* [PROBLÈME À RÉSOUDRE]: Pouvez-vous transcrire mot pour mot l'intégralité du texte fourni sur l'islam et l'Occident ?

Islam/Occident: Quand des musulmans nuisent à l’islam

par ,Rédacteur en chef adjoint, membre de Tolerance.ca®,13/9/2012
L’islam n’est pas en odeur de sainteté en Occident. Plusieurs campagnes et productions culturelles islamophobes occidentales le dépeignent sous des traits négatifs. Suscitant frustrations, colères ou découragement parmi les musulmans dans le monde. Mais les violentes réactions d'une partie des musulmans contribuent au renforcement de ces mêmes stéréotypes qu’ils disent pourtant antinomique avec l’islam.


L’histoire des relations entre l’Occident (héritier de la Vieille Europe chrétienne) et les mondes de l’islam est marquée par plusieurs épisodes de tentions, parfois extrêmes. D’où la grande méfiance cultivée des deux côtés du miroir et qui constitue aujourd’hui la toile de fond de leurs relations. Les expéditions occidentales coloniales, les interventions directes dans les affaires domestiques de nombreux pays musulmans, l'essor des nationalismes, les nombreux attentats terroristes d’envergure, dont celui du 11 septembre 2001, et la politique de changement de régime à coup de canon du botté George W. Bush, parmi d'autres événements historiques, n’ont fait qu’aggraver ces tensions.

Quand des musulmans ruinent l’image de l’islam...

* [DONNÉES FOURNIES]:
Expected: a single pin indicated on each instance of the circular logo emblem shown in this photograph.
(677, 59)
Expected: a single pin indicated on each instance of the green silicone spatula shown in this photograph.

* [RÉPONSE ATTENDUE]:
Islam/Occident: Quand des musulmans nuisent à l’islam

par ,Rédacteur en chef adjoint, membre de Tolerance.ca®,13/9/2012
L’islam n’est pas en odeur de sainteté en Occident. Plusieurs campagnes et productions culturelles islamophobes occidentales le dépeignent sous des traits négatifs. Suscitant frustrations, colères ou découragement parmi les musulmans dans le monde. Mais les violentes réactions d'une partie des musulmans contribuent au renforcement de ces mêmes stéréotypes qu’ils disent pourtant antinomique avec l’islam.


L’histoire des relations entre l’Occident (héritier de la Vieille Europe chrétienne) et les mondes de l’islam est marquée par plusieurs épisodes de tentions, parfois extrêmes. D’où la grande méfiance cultivée des deux côtés du miroir et qui constitue aujourd’hui la toile de fond de leurs relations. Les expéditions occidentales coloniales, les interventions directes dans les affaires domestiques de nombreux pays musulmans, l'essor des nationalismes, les nombreux attentats terroristes d’envergure, dont celui du 11 septembre 2001, et la politique de changement de régime à coup de canon du botté George W. Bush, parmi d'autres événements historiques, n’ont fait qu’aggraver ces tensions.

Quand des musulmans ruinent l’image de l’islam...